* _PROBLEM DETAILS_
Which lines in the entries below contain the string "deck"? Extract each of those lines in full, treating uppercase and lowercase letters as different.

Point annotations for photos
..............................

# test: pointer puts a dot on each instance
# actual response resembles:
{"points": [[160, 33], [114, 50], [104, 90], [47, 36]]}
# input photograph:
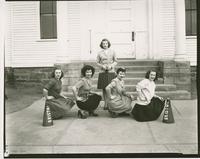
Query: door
{"points": [[118, 22]]}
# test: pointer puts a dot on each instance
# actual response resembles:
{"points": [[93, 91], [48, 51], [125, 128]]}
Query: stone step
{"points": [[129, 74], [137, 68], [128, 81], [129, 63], [132, 88], [175, 95]]}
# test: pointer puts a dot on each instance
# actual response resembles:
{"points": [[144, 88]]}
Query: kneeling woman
{"points": [[86, 100], [148, 106], [58, 104], [119, 101]]}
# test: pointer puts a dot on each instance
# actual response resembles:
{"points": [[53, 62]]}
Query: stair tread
{"points": [[173, 91]]}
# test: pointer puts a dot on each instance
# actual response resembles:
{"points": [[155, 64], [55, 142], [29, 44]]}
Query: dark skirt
{"points": [[148, 112], [59, 106], [90, 104], [104, 79]]}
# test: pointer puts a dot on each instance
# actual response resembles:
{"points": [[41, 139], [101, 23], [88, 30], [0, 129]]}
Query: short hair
{"points": [[101, 44], [148, 73], [85, 68], [121, 69], [53, 73]]}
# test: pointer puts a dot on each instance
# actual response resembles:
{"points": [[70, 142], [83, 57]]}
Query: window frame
{"points": [[53, 14], [189, 10]]}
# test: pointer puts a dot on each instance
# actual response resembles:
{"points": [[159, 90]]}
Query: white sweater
{"points": [[145, 91]]}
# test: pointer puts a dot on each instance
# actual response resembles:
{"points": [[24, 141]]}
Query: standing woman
{"points": [[58, 104], [119, 101], [86, 100], [106, 60], [148, 106]]}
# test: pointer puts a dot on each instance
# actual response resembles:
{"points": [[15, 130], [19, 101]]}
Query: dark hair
{"points": [[85, 68], [53, 73], [121, 69], [148, 73], [101, 44]]}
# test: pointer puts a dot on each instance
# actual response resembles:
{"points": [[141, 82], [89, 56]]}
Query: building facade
{"points": [[41, 34]]}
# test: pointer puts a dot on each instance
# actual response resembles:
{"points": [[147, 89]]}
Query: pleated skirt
{"points": [[148, 112], [90, 104], [104, 79], [59, 106]]}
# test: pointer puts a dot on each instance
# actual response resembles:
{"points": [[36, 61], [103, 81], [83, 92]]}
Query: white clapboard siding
{"points": [[74, 29], [27, 49], [167, 12], [8, 34], [191, 50]]}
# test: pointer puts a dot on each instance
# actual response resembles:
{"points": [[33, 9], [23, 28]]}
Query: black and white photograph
{"points": [[100, 77]]}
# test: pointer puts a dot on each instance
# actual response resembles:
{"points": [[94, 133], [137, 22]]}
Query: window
{"points": [[48, 20], [191, 17]]}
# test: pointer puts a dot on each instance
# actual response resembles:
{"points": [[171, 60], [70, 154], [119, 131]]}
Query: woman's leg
{"points": [[105, 100]]}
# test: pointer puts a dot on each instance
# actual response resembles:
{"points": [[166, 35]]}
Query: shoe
{"points": [[105, 107], [113, 114], [80, 115], [124, 114], [93, 114]]}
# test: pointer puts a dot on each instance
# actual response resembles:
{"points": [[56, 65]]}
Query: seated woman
{"points": [[148, 106], [58, 104], [86, 100], [119, 102]]}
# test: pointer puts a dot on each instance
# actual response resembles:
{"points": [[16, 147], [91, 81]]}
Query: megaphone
{"points": [[168, 114]]}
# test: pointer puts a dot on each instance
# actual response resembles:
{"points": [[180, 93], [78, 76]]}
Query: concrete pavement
{"points": [[25, 133]]}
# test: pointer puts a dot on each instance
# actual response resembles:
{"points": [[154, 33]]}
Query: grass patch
{"points": [[20, 97]]}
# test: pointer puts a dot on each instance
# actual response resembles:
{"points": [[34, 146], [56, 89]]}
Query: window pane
{"points": [[188, 23], [54, 26], [54, 7], [194, 23], [187, 4], [193, 4], [46, 27], [46, 7]]}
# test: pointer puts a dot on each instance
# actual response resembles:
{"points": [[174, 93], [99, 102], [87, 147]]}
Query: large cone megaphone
{"points": [[168, 114], [47, 118]]}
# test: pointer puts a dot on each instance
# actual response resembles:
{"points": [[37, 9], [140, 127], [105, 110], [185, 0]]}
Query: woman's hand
{"points": [[161, 98], [132, 97], [49, 97], [112, 97], [80, 99], [109, 67], [105, 67]]}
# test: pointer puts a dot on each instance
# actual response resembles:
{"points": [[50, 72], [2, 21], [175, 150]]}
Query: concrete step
{"points": [[129, 63], [135, 68], [175, 95], [132, 88], [132, 81], [128, 81], [129, 74]]}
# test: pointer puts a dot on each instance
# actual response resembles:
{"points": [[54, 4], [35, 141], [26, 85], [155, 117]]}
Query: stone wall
{"points": [[27, 76], [178, 73]]}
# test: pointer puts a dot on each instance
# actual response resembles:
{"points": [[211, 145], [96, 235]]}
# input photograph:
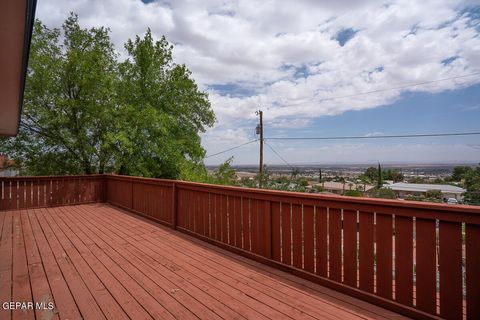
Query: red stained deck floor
{"points": [[99, 262]]}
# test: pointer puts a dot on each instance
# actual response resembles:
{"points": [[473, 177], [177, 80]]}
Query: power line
{"points": [[390, 89], [378, 137], [278, 155], [230, 149]]}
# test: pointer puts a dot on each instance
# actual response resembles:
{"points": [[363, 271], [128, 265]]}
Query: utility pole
{"points": [[260, 131]]}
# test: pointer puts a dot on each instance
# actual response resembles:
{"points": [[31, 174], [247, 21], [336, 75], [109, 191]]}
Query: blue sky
{"points": [[294, 59]]}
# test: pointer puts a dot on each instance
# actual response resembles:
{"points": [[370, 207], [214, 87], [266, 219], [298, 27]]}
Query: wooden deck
{"points": [[95, 261]]}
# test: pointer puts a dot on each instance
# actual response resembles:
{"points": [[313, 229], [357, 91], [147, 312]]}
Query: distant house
{"points": [[403, 189], [6, 167], [340, 187]]}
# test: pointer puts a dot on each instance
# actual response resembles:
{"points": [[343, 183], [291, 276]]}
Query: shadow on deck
{"points": [[95, 261]]}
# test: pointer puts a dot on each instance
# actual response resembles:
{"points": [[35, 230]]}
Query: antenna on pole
{"points": [[259, 130]]}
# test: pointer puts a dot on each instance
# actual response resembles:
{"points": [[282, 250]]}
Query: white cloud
{"points": [[263, 46]]}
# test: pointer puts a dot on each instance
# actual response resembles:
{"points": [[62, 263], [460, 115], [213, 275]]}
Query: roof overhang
{"points": [[16, 23]]}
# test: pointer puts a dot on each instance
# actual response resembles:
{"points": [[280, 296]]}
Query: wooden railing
{"points": [[36, 192], [415, 258]]}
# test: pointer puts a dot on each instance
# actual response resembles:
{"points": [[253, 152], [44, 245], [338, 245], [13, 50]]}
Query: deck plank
{"points": [[98, 261], [6, 263]]}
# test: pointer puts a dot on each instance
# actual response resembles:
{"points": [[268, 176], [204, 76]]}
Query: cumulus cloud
{"points": [[300, 59]]}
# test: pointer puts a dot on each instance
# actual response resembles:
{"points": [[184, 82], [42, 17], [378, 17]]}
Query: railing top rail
{"points": [[429, 206]]}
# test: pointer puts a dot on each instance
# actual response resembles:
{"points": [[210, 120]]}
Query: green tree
{"points": [[86, 112], [371, 173], [385, 193], [472, 185]]}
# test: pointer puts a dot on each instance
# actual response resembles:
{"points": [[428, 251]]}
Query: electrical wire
{"points": [[378, 137], [230, 149], [278, 155], [388, 89]]}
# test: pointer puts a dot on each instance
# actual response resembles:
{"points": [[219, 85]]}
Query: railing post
{"points": [[174, 206], [268, 229]]}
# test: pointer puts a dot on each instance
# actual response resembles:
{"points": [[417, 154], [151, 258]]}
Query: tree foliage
{"points": [[86, 111]]}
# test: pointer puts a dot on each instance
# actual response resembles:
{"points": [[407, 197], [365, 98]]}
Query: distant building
{"points": [[6, 167], [403, 189], [340, 187]]}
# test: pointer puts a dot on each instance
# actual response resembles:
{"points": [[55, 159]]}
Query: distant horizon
{"points": [[344, 164]]}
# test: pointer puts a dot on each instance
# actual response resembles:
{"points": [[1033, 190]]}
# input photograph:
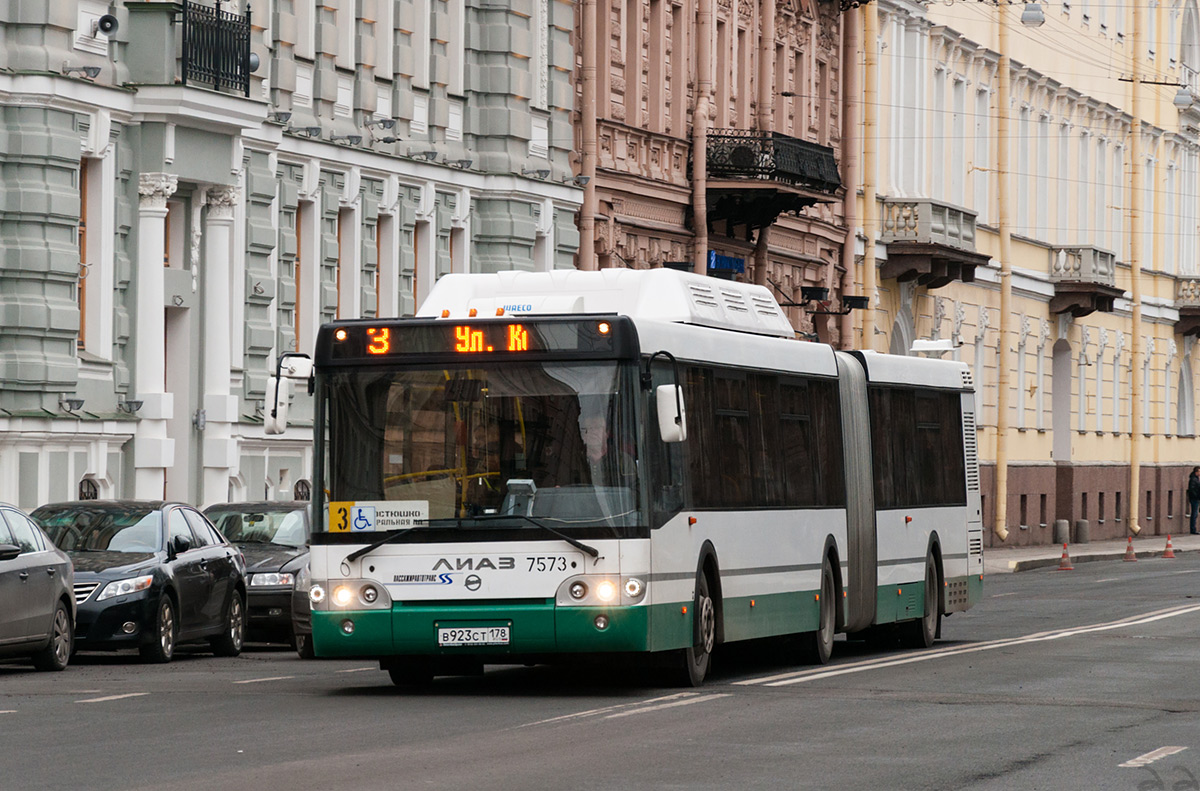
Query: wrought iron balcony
{"points": [[216, 47], [771, 156], [929, 241], [755, 177], [1187, 301], [1084, 280]]}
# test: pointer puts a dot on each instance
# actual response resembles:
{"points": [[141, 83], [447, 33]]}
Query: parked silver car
{"points": [[37, 610]]}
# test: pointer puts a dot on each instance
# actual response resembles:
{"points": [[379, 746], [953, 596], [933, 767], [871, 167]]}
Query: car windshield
{"points": [[552, 441], [286, 528], [90, 529]]}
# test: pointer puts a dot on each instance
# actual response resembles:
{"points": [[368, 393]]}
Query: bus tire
{"points": [[697, 657], [817, 646], [921, 633]]}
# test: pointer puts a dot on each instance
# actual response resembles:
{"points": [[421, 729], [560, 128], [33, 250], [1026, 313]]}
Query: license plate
{"points": [[473, 636]]}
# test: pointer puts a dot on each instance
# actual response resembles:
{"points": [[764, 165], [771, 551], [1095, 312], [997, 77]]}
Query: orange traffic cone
{"points": [[1065, 563]]}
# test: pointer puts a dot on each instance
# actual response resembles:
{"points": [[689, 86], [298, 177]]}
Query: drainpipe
{"points": [[700, 135], [588, 120], [870, 163], [1135, 213], [1006, 276], [766, 119], [850, 143]]}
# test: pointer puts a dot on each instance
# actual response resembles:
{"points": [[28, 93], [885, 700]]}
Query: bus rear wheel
{"points": [[697, 657], [921, 633], [817, 646]]}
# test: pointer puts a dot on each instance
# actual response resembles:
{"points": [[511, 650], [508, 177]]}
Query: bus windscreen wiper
{"points": [[577, 544]]}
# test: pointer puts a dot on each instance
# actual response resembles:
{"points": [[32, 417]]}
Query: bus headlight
{"points": [[606, 591], [342, 595]]}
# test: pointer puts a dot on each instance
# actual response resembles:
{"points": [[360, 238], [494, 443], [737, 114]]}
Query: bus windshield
{"points": [[493, 445]]}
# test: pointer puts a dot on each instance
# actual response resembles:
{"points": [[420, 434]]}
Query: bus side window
{"points": [[666, 468]]}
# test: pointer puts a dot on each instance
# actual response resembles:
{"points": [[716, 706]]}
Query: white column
{"points": [[220, 449], [154, 451]]}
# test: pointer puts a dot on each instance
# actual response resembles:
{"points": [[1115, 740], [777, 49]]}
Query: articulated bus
{"points": [[625, 462]]}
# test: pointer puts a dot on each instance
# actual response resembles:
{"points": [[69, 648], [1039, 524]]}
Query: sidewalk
{"points": [[1001, 559]]}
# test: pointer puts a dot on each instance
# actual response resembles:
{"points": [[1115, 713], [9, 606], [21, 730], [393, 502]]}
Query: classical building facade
{"points": [[178, 213], [711, 135], [1033, 210]]}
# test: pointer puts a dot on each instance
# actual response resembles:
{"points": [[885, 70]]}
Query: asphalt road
{"points": [[1057, 679]]}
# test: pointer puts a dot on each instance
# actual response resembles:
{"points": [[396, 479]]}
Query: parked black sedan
{"points": [[149, 575], [36, 601], [274, 538]]}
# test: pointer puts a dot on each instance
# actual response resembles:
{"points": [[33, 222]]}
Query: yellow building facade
{"points": [[1029, 183]]}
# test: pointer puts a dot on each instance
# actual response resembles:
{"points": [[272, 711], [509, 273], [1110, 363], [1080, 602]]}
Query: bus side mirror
{"points": [[275, 419], [292, 365], [672, 414]]}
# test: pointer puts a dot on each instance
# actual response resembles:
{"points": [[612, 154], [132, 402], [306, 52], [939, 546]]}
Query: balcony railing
{"points": [[929, 222], [216, 47], [748, 154], [1083, 265]]}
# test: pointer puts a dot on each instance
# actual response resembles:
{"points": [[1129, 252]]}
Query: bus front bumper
{"points": [[540, 628]]}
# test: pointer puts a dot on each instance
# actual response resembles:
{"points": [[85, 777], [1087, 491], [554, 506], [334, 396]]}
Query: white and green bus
{"points": [[543, 465]]}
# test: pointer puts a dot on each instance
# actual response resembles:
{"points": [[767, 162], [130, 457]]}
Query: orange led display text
{"points": [[379, 340]]}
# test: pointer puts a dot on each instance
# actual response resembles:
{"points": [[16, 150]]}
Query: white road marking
{"points": [[108, 697], [689, 701], [798, 677], [1150, 757], [606, 709]]}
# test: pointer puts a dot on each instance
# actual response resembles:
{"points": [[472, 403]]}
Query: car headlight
{"points": [[273, 579], [125, 587]]}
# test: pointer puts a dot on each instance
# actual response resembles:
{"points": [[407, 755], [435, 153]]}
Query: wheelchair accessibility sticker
{"points": [[384, 515]]}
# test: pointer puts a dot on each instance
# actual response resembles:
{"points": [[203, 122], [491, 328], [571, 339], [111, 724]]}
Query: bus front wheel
{"points": [[697, 657]]}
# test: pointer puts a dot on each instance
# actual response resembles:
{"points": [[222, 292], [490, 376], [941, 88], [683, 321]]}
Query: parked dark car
{"points": [[36, 603], [301, 613], [149, 575], [274, 538]]}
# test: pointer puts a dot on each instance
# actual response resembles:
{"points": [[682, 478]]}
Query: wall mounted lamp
{"points": [[88, 72], [129, 406], [70, 405]]}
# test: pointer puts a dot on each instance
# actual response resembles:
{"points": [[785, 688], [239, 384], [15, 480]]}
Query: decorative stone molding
{"points": [[154, 189], [222, 201]]}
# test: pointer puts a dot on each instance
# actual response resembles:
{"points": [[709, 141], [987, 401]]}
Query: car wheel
{"points": [[697, 657], [228, 642], [161, 645], [304, 647], [57, 652]]}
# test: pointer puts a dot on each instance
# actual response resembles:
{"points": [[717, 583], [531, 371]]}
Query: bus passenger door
{"points": [[856, 437]]}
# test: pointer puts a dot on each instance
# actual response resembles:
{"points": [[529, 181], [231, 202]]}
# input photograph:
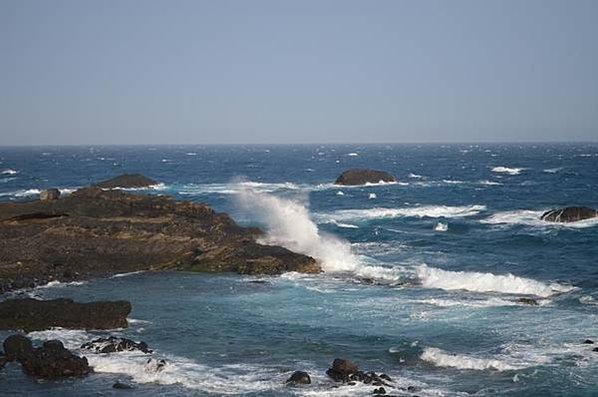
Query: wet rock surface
{"points": [[114, 344], [49, 361], [569, 214], [36, 315], [96, 232]]}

..............................

* _WRITTEN RESPONSE_
Query: red stained deck floor
Query: wooden deck
Query: shadow on deck
Query: deck plank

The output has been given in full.